- **Document**
· · · · · · ·
An interesting detail was mentioned: The elephants have better memory than humans, at least in the sense that the former ground their actions firmly in their physical reality. Our memory, in turn, is quite fallible. Could it be that exactly because we cannot remember reality, we are so reliant on our imagination, and as we rely on it more and more, we actually live not only in the environment (umwelt), but also within our experienced world (welt) and thus can ignore the effects our actions have on the physical reality as we pursue the imaginary ones?
Embedded in the article was the idea that the growth imperative somehow follows automatically from the shift in the evolutionary level from individual to group. Instead of orienting actions towards what suffices, the group efforts are aimed at producing surplus. While the article is not explicit regarding the link from seeking surplus to the growth imperative, we wondered whether this might be the intended ratio: As farming mandates sedentary life, which in turn makes it more difficult to wander far searching for additional sustenance, in the case of a bad harvest or other contrary conditions, access to a stocked larder becomes essential. We, however, were left wondering whether this simple explanation really suffices in explaining the immensity of the growth imperative – especially considering that humanity made a similar leap from better to worse individual lifestyles again at the start of the industrial revolution. Then the growth imperative was not oriented to better stocked larders but to a general drive for more of more of nearly everything.
· · · · · · ·
- **Provided data**
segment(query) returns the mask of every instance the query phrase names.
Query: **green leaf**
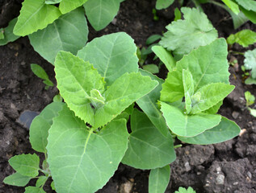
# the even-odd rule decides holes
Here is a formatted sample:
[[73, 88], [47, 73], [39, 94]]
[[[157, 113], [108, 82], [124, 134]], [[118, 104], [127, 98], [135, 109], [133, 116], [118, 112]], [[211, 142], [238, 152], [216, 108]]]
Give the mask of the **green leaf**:
[[234, 35], [230, 35], [227, 39], [227, 43], [229, 44], [237, 43], [242, 47], [246, 47], [256, 43], [256, 32], [250, 30], [240, 31]]
[[134, 109], [128, 148], [122, 162], [141, 170], [162, 167], [176, 158], [172, 136], [164, 137], [147, 116]]
[[235, 3], [234, 2], [233, 2], [232, 0], [222, 0], [222, 2], [226, 4], [227, 6], [229, 6], [230, 8], [230, 10], [232, 10], [232, 11], [236, 14], [238, 14], [240, 12], [239, 10], [239, 6], [237, 3]]
[[94, 39], [78, 51], [78, 56], [93, 64], [107, 86], [126, 72], [138, 72], [134, 40], [119, 32]]
[[157, 129], [165, 136], [167, 136], [168, 129], [166, 127], [166, 120], [162, 117], [162, 113], [158, 109], [157, 105], [160, 98], [160, 91], [162, 90], [162, 84], [164, 82], [162, 79], [151, 73], [140, 69], [142, 76], [149, 76], [151, 80], [157, 80], [158, 85], [149, 93], [140, 98], [136, 102], [138, 104], [143, 112], [148, 116], [151, 122], [157, 128]]
[[156, 64], [147, 64], [142, 66], [142, 68], [145, 71], [149, 72], [152, 74], [157, 74], [159, 72], [158, 66]]
[[24, 193], [46, 193], [43, 188], [39, 188], [36, 187], [25, 187]]
[[45, 4], [57, 4], [60, 3], [62, 0], [45, 0]]
[[95, 192], [117, 170], [127, 150], [126, 121], [94, 133], [66, 106], [49, 130], [48, 162], [57, 192]]
[[166, 9], [173, 4], [174, 0], [157, 0], [156, 9], [162, 10]]
[[178, 136], [194, 137], [217, 125], [221, 117], [215, 114], [184, 114], [179, 109], [161, 102], [161, 111], [170, 129]]
[[183, 74], [176, 70], [169, 72], [165, 83], [162, 84], [160, 100], [162, 101], [174, 102], [183, 96]]
[[192, 108], [192, 96], [194, 94], [194, 82], [191, 73], [188, 70], [183, 70], [183, 83], [184, 88], [186, 113], [189, 114]]
[[191, 96], [191, 113], [196, 114], [213, 107], [222, 101], [234, 88], [235, 86], [224, 83], [212, 83], [200, 88]]
[[53, 86], [53, 83], [49, 80], [49, 77], [48, 76], [47, 73], [44, 70], [43, 68], [41, 68], [40, 65], [36, 64], [30, 64], [31, 69], [33, 72], [33, 73], [39, 78], [43, 79], [44, 81], [44, 83], [48, 86]]
[[81, 6], [82, 4], [86, 2], [87, 0], [62, 0], [60, 3], [60, 10], [64, 14], [66, 14], [78, 6]]
[[9, 159], [9, 164], [20, 175], [36, 177], [38, 175], [39, 157], [34, 154], [19, 154]]
[[33, 119], [29, 129], [29, 141], [35, 150], [46, 153], [48, 129], [52, 124], [52, 118], [58, 115], [63, 105], [61, 102], [52, 102]]
[[28, 37], [34, 49], [53, 64], [59, 51], [70, 51], [76, 55], [86, 45], [88, 32], [84, 10], [78, 8], [61, 16], [45, 29]]
[[208, 145], [225, 142], [237, 136], [240, 127], [233, 121], [222, 117], [220, 124], [203, 133], [192, 138], [178, 137], [184, 142], [198, 145]]
[[88, 0], [84, 4], [87, 18], [96, 31], [107, 27], [117, 14], [120, 0]]
[[65, 51], [57, 54], [55, 72], [57, 88], [69, 108], [76, 116], [94, 125], [94, 109], [88, 96], [92, 89], [100, 93], [104, 91], [103, 79], [89, 62]]
[[236, 0], [236, 2], [247, 10], [256, 11], [256, 2], [254, 0]]
[[251, 76], [256, 79], [256, 49], [245, 52], [244, 60], [246, 70], [251, 70]]
[[228, 48], [225, 39], [218, 39], [209, 45], [200, 47], [177, 62], [178, 71], [188, 69], [194, 80], [196, 92], [209, 83], [229, 82]]
[[124, 74], [104, 92], [106, 102], [94, 114], [95, 127], [111, 121], [132, 102], [148, 94], [158, 82], [143, 76], [140, 72]]
[[174, 51], [180, 59], [191, 50], [209, 44], [218, 37], [206, 14], [193, 8], [182, 7], [184, 19], [172, 22], [166, 27], [167, 32], [159, 42], [160, 45]]
[[169, 165], [151, 170], [149, 178], [149, 193], [165, 192], [170, 181], [170, 174]]
[[48, 177], [46, 177], [45, 175], [41, 175], [38, 178], [38, 179], [36, 180], [36, 187], [40, 187], [41, 186], [44, 187], [45, 182], [47, 181]]
[[44, 0], [25, 0], [14, 28], [14, 34], [25, 36], [45, 28], [61, 15], [59, 9]]
[[[9, 23], [8, 26], [6, 28], [2, 29], [2, 35], [4, 38], [0, 39], [0, 46], [6, 45], [10, 42], [14, 42], [19, 38], [19, 36], [13, 34], [13, 29], [15, 27], [15, 25], [16, 24], [17, 19], [17, 18], [12, 19]], [[0, 33], [2, 33], [2, 31], [0, 31]]]
[[170, 52], [166, 51], [162, 46], [152, 47], [152, 51], [165, 64], [169, 72], [171, 72], [176, 65], [176, 61], [171, 55]]
[[253, 23], [256, 23], [256, 12], [253, 10], [247, 10], [242, 6], [239, 6], [240, 10], [244, 13], [244, 14]]
[[16, 172], [4, 179], [3, 183], [15, 187], [25, 187], [31, 178]]
[[249, 91], [245, 92], [245, 98], [246, 101], [246, 106], [253, 105], [255, 101], [255, 96], [252, 95]]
· · · · · · ·
- **What to work on**
1. Please decide whether each statement agrees with the passage on memory and the growth imperative, answering yes or no and quoting the deciding words: (a) Elephants are said to have better memory than humans. (b) The article spells out how seeking surplus leads to the growth imperative. (c) At the start of the industrial revolution, the growth imperative aimed at better stocked larders.
2. Answer these from the passage on memory and the growth imperative:
(a) Which German word is given for the experienced world?
(b) Instead of what suffices, what are group efforts aimed at?
(c) What kind of life does farming mandate?

- **Solved problems**
1.
(a) Yes: "The elephants have better memory than humans"
(b) No: "the article is not explicit regarding the link from seeking surplus to the growth imperative"
(c) No: "Then the growth imperative was not oriented to better stocked larders but to a general drive for more of more of nearly everything."

2.
(a) Welt
(b) Producing surplus
(c) Sedentary life